----- GIVEN DATA
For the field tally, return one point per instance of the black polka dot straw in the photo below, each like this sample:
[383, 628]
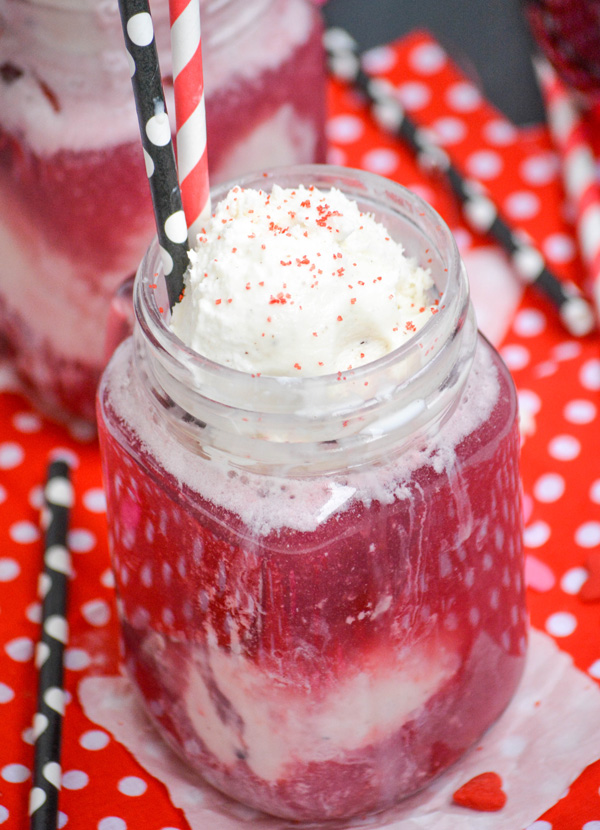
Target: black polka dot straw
[479, 211]
[47, 723]
[157, 143]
----------
• **EXERCISE TASK**: Return the material exactly as given, apart from the pictures.

• **RESULT OF THE TASK**:
For the field tally, return one point per instance of the black polka dot straw in the photo below, each like this sample:
[383, 628]
Target: black polka dot straw
[479, 211]
[47, 723]
[157, 143]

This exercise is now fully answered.